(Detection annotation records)
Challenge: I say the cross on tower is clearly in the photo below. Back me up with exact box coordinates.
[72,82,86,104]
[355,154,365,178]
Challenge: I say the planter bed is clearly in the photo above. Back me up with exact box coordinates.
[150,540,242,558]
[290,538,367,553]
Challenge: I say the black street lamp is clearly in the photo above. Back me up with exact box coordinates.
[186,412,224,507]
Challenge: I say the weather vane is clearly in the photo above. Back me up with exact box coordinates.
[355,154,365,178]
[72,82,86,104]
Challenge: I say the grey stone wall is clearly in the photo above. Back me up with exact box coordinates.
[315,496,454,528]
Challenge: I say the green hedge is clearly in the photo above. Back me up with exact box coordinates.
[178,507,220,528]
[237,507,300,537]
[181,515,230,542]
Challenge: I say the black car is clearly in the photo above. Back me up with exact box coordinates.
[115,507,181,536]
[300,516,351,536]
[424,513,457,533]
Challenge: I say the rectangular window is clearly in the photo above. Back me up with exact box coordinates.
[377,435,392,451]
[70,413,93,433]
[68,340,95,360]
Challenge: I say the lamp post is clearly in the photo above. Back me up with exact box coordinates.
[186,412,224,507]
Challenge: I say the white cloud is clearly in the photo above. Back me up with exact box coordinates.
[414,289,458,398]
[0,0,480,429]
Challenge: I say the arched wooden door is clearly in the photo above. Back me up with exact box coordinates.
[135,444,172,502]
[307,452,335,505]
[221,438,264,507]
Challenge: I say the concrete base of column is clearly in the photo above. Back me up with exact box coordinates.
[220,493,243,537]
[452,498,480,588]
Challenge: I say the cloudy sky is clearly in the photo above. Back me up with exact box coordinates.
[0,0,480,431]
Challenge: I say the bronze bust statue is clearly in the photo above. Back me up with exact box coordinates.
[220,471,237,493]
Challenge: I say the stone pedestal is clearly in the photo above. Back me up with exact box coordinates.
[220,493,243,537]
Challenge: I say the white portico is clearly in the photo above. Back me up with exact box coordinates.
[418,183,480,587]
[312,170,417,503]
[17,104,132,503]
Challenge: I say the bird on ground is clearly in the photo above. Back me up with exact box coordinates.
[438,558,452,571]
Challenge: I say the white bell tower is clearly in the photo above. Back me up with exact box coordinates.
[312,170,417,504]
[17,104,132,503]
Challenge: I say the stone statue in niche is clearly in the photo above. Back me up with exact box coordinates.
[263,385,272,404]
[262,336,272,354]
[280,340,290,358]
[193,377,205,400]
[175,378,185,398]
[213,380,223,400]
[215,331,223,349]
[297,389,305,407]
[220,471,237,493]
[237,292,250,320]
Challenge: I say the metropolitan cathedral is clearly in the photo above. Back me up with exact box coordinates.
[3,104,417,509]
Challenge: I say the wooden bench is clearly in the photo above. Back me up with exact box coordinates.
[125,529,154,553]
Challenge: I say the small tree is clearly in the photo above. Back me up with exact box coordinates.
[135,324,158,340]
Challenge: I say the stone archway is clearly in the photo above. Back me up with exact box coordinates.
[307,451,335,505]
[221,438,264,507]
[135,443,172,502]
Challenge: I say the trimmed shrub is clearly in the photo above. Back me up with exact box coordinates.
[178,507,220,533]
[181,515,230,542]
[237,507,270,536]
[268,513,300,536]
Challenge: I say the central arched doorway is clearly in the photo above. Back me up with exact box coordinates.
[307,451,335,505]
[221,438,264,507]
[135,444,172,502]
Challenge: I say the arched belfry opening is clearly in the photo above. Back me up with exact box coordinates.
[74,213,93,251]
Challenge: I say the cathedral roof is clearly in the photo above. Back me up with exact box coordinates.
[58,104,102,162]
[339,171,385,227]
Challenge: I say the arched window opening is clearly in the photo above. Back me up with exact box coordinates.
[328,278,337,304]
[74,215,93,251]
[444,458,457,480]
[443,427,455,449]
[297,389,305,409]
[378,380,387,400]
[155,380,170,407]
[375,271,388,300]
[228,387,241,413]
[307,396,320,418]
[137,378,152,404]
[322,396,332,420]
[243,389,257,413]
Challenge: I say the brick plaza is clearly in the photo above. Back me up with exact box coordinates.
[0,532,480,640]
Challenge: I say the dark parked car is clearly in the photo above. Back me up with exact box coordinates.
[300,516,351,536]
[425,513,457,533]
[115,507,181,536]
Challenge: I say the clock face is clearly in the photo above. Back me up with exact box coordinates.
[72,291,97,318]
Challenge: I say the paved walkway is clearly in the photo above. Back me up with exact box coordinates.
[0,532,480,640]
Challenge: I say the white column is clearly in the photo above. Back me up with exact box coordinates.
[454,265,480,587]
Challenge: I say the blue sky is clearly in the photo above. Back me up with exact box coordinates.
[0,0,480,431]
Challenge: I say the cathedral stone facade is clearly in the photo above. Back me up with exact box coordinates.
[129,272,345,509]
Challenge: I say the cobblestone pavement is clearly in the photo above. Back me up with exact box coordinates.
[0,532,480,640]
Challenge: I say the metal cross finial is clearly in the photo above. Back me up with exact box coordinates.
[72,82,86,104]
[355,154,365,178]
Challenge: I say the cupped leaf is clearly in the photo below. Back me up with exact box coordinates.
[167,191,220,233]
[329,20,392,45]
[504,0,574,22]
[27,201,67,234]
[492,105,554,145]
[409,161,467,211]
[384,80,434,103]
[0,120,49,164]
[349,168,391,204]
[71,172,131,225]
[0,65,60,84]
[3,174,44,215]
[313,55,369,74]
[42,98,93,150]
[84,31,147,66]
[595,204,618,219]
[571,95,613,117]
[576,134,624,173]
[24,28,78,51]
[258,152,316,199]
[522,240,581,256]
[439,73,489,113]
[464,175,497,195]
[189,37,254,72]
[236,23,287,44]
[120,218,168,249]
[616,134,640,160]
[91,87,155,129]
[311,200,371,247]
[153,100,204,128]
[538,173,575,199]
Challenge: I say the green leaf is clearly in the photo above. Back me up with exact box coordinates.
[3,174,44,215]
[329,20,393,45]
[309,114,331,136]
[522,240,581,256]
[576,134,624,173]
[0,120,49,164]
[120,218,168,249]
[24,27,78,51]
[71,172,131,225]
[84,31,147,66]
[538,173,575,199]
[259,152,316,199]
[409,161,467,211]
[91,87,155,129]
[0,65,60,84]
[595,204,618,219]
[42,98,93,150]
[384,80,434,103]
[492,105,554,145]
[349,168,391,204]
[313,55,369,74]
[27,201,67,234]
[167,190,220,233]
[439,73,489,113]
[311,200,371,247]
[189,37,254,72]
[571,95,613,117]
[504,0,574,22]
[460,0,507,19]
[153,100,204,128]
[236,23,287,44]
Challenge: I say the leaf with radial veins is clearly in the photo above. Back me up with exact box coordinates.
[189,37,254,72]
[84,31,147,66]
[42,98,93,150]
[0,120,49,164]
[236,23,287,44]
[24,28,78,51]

— Exercise task —
Give the lines from the one containing "Challenge: I say the white column" through the end of the entries again, exactly as written and with no other lines.

— Result for this exercise —
Challenge: I say the white column is clearly in the photo above. Back me up with exact box coordinates.
[454,265,480,587]
Challenge: I say the blue sky is clearly in the photo above. Back me up with exact box coordinates.
[0,0,480,431]
Challenge: I say the cathedral stone facade is clearly in the photo above. Back me up with exact box coordinates.
[129,272,345,509]
Challenge: I say the cobblestone pavement is clearly in the photo above. Back me up with exact box coordinates.
[0,532,480,640]
Challenge: I say the metal cross finial is clearly in the photo above. Back me up with exact box coordinates.
[72,82,86,104]
[355,154,365,178]
Challenge: I say the cupped leaf is clearly in the photo below. Back me up with exact box coordinates.
[167,191,220,233]
[329,20,392,45]
[504,0,574,22]
[27,201,67,234]
[492,105,554,145]
[409,161,467,211]
[384,80,434,103]
[0,120,49,164]
[349,168,391,204]
[71,172,131,225]
[0,65,60,84]
[3,174,44,215]
[313,55,369,74]
[42,98,93,150]
[84,31,147,66]
[595,204,618,219]
[571,95,613,117]
[576,134,624,173]
[24,28,78,51]
[258,152,316,199]
[522,240,581,256]
[439,73,489,113]
[464,175,497,195]
[189,37,254,72]
[236,23,287,44]
[120,218,168,249]
[616,134,640,160]
[91,87,155,129]
[311,200,371,247]
[153,100,204,128]
[538,173,575,199]
Challenge: I say the green leaf is clearly in the photo above. Back me up with exact box coordinates.
[3,174,44,215]
[329,20,393,45]
[309,114,331,136]
[522,240,581,256]
[576,134,624,173]
[0,120,49,164]
[120,218,168,249]
[24,27,78,51]
[71,172,131,225]
[84,31,147,66]
[538,173,575,199]
[259,152,316,199]
[409,161,467,211]
[91,87,155,129]
[0,65,60,84]
[595,204,618,219]
[42,98,93,150]
[384,80,434,103]
[492,105,554,145]
[349,168,391,204]
[313,55,369,74]
[27,201,67,234]
[167,190,220,233]
[439,73,489,113]
[311,200,371,247]
[189,37,254,72]
[571,95,613,117]
[504,0,574,22]
[460,0,507,19]
[153,100,204,128]
[236,23,287,44]
Challenge: I say the leaf with radial veins is clearly in the photo above. Back me up with exact box coordinates.
[189,37,254,72]
[84,31,147,66]
[42,98,93,150]
[0,120,49,164]
[236,23,287,44]
[24,28,78,51]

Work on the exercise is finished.